**Brief**
Type out every line below exactly as it reads.

[Source records]
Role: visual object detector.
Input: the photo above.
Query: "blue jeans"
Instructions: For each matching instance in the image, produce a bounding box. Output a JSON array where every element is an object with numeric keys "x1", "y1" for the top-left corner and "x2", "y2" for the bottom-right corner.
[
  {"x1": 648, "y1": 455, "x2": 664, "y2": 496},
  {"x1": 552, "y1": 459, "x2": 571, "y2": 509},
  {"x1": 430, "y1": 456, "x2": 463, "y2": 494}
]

**Answer section**
Role: visual object detector.
Input: the photo above.
Query: "blue jeans"
Instructions: For each matching instance in the image, produce a bounding box. Output a JSON array where every element is an object with numeric keys "x1", "y1" for the top-left corner and "x2", "y2" for the bottom-right corner.
[
  {"x1": 648, "y1": 455, "x2": 664, "y2": 496},
  {"x1": 552, "y1": 459, "x2": 571, "y2": 509},
  {"x1": 430, "y1": 456, "x2": 463, "y2": 494}
]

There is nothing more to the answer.